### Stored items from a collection
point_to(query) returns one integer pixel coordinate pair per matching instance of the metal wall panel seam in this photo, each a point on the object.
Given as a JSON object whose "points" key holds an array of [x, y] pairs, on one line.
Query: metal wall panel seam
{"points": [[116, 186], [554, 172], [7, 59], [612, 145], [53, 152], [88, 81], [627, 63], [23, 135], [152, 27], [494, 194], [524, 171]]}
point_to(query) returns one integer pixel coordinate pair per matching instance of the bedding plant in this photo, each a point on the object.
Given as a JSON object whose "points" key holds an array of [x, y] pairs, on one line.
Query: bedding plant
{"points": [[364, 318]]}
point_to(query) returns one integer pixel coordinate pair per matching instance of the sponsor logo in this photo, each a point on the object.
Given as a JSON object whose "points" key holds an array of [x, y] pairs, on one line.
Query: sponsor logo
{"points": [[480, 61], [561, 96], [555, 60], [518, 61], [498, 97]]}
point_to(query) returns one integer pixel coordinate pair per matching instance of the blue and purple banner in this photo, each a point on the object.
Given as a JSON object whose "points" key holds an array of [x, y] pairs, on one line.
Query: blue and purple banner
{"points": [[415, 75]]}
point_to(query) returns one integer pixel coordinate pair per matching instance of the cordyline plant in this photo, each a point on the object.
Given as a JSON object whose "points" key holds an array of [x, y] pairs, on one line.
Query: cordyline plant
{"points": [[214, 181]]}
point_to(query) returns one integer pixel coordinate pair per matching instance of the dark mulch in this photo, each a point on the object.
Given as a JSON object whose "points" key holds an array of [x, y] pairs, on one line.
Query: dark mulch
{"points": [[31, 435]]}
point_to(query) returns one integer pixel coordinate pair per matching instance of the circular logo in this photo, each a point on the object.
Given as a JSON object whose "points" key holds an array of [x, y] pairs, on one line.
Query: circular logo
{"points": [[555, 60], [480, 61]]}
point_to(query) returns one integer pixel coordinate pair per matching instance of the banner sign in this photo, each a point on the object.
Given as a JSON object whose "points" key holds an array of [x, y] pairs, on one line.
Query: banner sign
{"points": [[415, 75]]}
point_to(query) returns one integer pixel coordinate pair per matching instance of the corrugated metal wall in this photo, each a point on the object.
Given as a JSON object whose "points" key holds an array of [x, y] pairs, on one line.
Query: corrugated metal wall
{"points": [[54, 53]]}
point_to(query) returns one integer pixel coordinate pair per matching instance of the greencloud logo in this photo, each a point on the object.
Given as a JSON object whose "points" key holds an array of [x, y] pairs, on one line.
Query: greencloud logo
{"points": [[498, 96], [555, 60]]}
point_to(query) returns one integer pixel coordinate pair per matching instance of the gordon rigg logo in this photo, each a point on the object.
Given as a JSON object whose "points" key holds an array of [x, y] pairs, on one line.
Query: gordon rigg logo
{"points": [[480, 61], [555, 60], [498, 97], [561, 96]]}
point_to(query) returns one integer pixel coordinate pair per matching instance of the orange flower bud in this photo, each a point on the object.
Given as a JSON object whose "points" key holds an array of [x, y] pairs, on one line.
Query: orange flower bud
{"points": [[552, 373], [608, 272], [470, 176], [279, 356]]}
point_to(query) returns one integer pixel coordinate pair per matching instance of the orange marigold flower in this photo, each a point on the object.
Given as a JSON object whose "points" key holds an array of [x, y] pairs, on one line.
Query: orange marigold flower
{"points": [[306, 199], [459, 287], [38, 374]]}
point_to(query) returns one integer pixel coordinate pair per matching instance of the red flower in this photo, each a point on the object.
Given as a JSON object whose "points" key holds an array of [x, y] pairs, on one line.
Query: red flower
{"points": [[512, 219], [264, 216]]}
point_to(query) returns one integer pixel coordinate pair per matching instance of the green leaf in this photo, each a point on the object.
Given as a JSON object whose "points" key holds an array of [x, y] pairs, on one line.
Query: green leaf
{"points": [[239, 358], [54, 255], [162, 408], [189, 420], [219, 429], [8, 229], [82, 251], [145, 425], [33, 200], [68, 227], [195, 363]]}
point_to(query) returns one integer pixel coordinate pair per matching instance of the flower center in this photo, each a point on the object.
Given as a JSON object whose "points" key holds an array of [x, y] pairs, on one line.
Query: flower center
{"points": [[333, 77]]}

### Task
Each entry above has to be transcribed exactly as it appears.

### Answer to this exercise
point_to(query) returns one integer pixel coordinate pair per matching instance of the metal wall panel seam in this photo, each a point on the object.
Given as a JSON object whose "points" key holds an array of [x, y] pairs, on one line.
Query: metal wall panel seam
{"points": [[116, 186], [554, 172], [7, 59], [612, 145], [53, 152], [88, 81], [627, 63], [23, 135], [152, 27], [494, 194], [524, 171]]}
point_to(query) returns one integer pixel coordinate pair per matching instance of the bedding plant in this photo, each a point on the object.
Given as a JSON object whose "points" key holds an array of [x, y] pairs, on one line.
Query: bedding plant
{"points": [[364, 318]]}
point_to(query) returns one integer pixel coordinate pair per matching instance of the sponsor logo in this photo, each a point on the object.
Given as a JSON object whose "points" key holds an array of [x, y] pairs, on one line.
Query: sponsor logo
{"points": [[480, 61], [561, 96], [555, 60], [518, 61], [498, 97]]}
point_to(query) returns one integer pixel coordinate pair per matching instance of the blue and purple banner in this photo, each a point on the object.
Given as a JSON object whose "points" key holds an array of [x, y] pairs, on one line.
Query: blue and purple banner
{"points": [[415, 75]]}
point_to(query) returns one integer pixel coordinate pair per matching instance of the cordyline plant in this photo, each a point on the object.
Given as a JSON object whose "points" key holds an array of [x, y] pairs, on one line.
Query: cordyline plant
{"points": [[214, 181]]}
point_to(query) returns one integer pixel coordinate pair per matching instance of the dark mulch in this photo, each a point on the object.
Given as a JSON object whose "points" key holds an array of [x, y] pairs, on one line.
Query: dark mulch
{"points": [[31, 435]]}
point_to(query) returns one integer pixel coordinate pair per matching instance of the circular logo in this photo, each a point on the object.
Given as a JSON object whose "points" key holds an array of [x, y] pairs, on one line.
Query: circular logo
{"points": [[555, 60], [480, 61]]}
point_to(query) returns one integer pixel coordinate pair per matching instance of the banner sign in this photo, each a point on the object.
Given as a JSON object whose "points" key holds an array of [x, y] pairs, on one line.
Query: banner sign
{"points": [[415, 75]]}
point_to(query) returns one integer pixel coordinate pair per matching instance of the corrugated metal wall in this photo, each a point on the object.
Given as a JSON object whose "points" key holds an array of [x, y] pairs, on one line.
Query: corrugated metal wall
{"points": [[54, 53]]}
point_to(query) returns one integer pixel coordinate pair per matching instance of the greencloud logo in this photo, each a point on the object.
Given as a JSON object whose "points" key holds an array of [x, y] pairs, on one line.
Query: greencloud logo
{"points": [[498, 96], [555, 60]]}
point_to(query) returns one integer pixel coordinate pair per matching instance of the gordon rigg logo in this photo, each a point on the object.
Given as a JSON object whose "points" key holds an array of [x, y] pairs, on one line.
Query: gordon rigg logo
{"points": [[480, 61], [555, 60], [498, 97], [561, 96]]}
point_to(query) returns one integer pixel coordinate pair per matching instance of the orange flower bud in this photo, each a point on the object.
Given as a JSON object whose "points" key holds an array of [x, y] pairs, on one line.
Query: orange flower bud
{"points": [[552, 373], [608, 272], [470, 176], [279, 356]]}
point_to(query) returns one integer pixel coordinate pair per matching instance of the orange marigold flower in this photo, each a point on the object.
Given as a JSON object whose "points" key holds an array of [x, y] pairs, on one line.
Query: orange marigold flower
{"points": [[306, 199], [459, 287], [38, 374]]}
point_to(query) returns one integer pixel coordinate pair per matching instance of the red flower in this photo, each a point on the object.
Given as a JSON object whose "points" key holds an array of [x, y] pairs, on one line.
Query: red flower
{"points": [[512, 219], [264, 216]]}
point_to(query) returns one integer pixel coordinate pair per matching instance of the green leaf in this photo, each a point on the object.
Given as a JSON object whose "points" key holds an array of [x, y] pairs, on one line.
Query: green leaf
{"points": [[239, 358], [54, 255], [162, 408], [189, 420], [219, 429], [8, 229], [82, 251], [145, 425], [33, 200], [68, 227], [195, 363]]}
point_to(query) returns one integer pixel coordinate pair per matching instance of the flower center in this photo, each a point on the object.
Given as a JSON object whose "points" key holds an array of [x, y] pairs, on one line.
Query: flower center
{"points": [[333, 77]]}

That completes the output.